Task to carry out. What do the lines say from the start of the entries through the one containing "of the layer"? Repeat them exactly.

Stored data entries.

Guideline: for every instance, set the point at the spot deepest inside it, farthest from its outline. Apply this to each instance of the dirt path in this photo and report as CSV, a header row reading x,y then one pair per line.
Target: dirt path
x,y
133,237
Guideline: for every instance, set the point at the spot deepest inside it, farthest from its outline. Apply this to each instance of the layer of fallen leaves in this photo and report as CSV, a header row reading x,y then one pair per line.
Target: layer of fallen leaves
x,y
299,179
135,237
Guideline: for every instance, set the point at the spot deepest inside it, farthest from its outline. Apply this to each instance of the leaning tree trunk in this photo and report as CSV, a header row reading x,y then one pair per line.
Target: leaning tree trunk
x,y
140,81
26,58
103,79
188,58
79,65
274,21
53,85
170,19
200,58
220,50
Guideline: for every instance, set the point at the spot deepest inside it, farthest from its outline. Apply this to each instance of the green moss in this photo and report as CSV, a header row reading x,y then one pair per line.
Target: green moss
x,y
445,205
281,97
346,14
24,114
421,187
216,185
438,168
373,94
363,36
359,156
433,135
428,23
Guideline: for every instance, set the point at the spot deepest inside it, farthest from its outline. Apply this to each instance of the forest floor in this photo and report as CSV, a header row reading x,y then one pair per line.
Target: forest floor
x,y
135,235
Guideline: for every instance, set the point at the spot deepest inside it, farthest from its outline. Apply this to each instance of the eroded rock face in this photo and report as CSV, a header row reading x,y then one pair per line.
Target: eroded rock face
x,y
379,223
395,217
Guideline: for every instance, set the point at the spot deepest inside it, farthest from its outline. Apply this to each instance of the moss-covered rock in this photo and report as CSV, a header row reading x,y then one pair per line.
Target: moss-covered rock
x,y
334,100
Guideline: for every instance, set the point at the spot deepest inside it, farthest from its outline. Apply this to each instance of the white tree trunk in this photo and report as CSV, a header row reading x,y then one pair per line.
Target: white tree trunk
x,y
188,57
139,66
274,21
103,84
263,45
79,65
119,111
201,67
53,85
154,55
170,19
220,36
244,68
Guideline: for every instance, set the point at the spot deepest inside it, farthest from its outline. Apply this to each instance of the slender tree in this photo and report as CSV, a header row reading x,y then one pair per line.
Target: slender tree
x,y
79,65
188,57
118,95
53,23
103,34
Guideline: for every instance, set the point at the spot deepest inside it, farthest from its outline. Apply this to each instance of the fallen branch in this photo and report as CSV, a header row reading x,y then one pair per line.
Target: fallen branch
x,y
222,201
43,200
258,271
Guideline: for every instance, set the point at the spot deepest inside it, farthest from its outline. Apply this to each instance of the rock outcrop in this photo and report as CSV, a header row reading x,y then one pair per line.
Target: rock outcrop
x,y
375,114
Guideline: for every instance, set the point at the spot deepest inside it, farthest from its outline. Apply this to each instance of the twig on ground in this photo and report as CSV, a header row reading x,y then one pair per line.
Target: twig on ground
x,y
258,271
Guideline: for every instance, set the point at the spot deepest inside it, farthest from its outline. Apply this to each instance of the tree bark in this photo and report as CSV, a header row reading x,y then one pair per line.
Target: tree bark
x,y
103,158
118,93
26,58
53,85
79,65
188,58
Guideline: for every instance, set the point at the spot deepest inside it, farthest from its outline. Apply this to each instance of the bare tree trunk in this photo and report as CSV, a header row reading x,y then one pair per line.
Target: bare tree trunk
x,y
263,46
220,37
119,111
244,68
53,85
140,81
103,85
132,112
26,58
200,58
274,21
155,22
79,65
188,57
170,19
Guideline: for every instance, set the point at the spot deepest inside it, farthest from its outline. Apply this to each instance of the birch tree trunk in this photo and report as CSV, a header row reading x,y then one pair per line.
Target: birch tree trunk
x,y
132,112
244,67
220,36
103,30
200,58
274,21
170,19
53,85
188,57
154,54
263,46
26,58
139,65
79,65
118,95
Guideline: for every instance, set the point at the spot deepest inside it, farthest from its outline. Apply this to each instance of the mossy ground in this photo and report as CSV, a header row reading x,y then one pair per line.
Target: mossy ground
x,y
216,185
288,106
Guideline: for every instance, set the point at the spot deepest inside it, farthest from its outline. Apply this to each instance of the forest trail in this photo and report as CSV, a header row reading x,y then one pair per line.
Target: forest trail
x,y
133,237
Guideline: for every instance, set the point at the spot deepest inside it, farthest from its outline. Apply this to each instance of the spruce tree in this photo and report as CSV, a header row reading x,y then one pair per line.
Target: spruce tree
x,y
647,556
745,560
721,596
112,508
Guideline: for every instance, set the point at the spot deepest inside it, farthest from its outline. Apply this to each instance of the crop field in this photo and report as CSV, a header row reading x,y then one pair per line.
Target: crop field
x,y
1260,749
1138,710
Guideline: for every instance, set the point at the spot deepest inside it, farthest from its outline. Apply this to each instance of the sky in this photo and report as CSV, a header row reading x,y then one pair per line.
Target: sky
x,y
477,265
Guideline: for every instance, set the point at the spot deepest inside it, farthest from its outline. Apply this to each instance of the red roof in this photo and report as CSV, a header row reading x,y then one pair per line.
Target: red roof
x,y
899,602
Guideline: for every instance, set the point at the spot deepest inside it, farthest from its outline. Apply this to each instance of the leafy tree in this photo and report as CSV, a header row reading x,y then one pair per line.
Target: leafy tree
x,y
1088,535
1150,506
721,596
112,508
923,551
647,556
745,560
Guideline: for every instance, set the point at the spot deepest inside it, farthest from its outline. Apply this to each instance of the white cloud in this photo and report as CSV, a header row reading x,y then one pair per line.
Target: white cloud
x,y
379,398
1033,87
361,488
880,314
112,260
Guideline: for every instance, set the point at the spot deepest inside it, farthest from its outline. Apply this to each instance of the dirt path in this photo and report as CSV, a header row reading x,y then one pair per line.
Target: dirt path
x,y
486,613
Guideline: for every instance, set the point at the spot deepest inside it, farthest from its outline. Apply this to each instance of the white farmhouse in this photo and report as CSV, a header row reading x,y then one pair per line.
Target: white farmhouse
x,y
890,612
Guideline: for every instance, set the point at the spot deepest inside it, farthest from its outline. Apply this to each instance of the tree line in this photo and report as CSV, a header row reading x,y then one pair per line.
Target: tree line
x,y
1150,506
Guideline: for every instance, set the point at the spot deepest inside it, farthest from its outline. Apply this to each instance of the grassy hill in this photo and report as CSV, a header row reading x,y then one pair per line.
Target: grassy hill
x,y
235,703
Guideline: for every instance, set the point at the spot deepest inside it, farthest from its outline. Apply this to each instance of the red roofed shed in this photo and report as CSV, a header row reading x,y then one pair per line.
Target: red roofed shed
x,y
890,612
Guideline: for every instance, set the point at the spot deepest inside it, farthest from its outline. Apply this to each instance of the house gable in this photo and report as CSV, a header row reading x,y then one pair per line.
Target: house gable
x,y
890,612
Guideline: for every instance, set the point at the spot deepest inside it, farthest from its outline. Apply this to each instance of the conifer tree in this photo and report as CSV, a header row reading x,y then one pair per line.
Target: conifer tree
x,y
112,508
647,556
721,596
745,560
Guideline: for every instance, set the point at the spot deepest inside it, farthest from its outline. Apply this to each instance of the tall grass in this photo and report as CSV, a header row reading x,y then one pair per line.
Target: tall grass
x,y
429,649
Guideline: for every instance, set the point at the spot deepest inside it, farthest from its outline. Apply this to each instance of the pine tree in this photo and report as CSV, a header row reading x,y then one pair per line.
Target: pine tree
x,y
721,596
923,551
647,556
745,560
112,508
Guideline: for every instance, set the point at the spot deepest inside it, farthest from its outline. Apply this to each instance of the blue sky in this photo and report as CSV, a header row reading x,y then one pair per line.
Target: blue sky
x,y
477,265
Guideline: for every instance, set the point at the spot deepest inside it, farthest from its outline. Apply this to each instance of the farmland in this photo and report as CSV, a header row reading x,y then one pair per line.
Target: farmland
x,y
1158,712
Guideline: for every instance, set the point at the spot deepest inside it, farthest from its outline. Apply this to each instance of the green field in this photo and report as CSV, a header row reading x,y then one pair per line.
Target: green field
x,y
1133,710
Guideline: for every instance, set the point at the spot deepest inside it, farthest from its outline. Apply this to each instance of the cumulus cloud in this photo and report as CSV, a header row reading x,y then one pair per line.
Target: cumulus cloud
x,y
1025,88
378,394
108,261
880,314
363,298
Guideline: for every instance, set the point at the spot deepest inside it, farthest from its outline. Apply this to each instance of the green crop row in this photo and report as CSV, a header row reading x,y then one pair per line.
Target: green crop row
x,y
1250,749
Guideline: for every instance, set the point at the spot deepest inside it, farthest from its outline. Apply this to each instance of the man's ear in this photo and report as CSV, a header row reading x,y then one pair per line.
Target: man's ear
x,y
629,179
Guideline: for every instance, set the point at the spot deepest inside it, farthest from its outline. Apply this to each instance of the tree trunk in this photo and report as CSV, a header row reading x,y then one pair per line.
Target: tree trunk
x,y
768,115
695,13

Exercise answer.
Guideline: for every instance, set the point at the spot deepest inside it, farthest from its outline. Apply this to each instance of the dirt path in this photo and report as CSV, a header row reading x,y then one pair per line.
Target: dirt path
x,y
133,237
Guideline: for every instance, set the point at the spot deepest inside it, farthest from its outline. Apply this to each instance of the layer of fallen leaves in this photo and report as CSV, a header row reading x,y then one pair per line.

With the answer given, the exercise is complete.